* _WHAT TO DO_:
A) Name every item that the article on Dunmore's pubs says the walls of Walsh's Bar are jammed with.
B) According to the article on Dunmore's pubs, on what date did Irish pubs shut?

* _DOCUMENT SECTION_:

______

DUNMORE (Ireland) • In the pubs of Dunmore in the west of Ireland, the Guinness glasses gather dust and the kegs are stacked dormant. Among the locals, a sober mood has taken hold.

The lengthy coronavirus shutdown of pubs in Ireland has hit the 3,000 or so people in the village and surrounding area particularly hard.

Five out of its six village pubs have been shut since March, depriving the community of institutions which act as pillars of rural life.

Publican Joe Sheridan unbolts the door of Walsh’s Bar in the County Galway village.

“They drink their pints along counters like that with their peers to discuss politics, to discuss the news of the day, to understand what’s going on in their own life,” he said.

“I have people that would confide in me here in the bar that may not necessarily say to their GP (doctor) what’s going on with them.”

With bars shut, “you can see the people carrying the woes of life on their faces”, said Mr Sheridan, a seventh-generation publican.

Inside his wood-panelled pub, he finds a pile of unopened post and the musty smell of inactivity.

Walls are jammed with group photos, sports memorabilia and dusty bottles.

It is testament to the pub’s fluid role as community hall, museum and an understated sort of group catharsis in the village.

“The lights are going out in rural Ireland,” he said.

Irish pubs shut on March 16, as the nation braced itself for the pandemic, which has so far claimed 1,777 lives.

After a 15-week hibernation, those serving food were permitted to reopen.

But so-called “wet pubs” serving drink only remained shut, with the government repeatedly pushing back reopening.

Restrictions are due to expire next Sunday in what the Drinks Industry Group of Ireland has called the “longest lockdown in the European Union”.

Industry bodies estimate that around half of the Republic’s 7,000 pubs are still shuttered.

______

(Entries drawn from a collection)
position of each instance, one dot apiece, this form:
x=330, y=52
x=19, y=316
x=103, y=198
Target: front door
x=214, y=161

______

* _RESPONSES PER TASK_:
A) Group photos, sports memorabilia and dusty bottles.

B) March 16.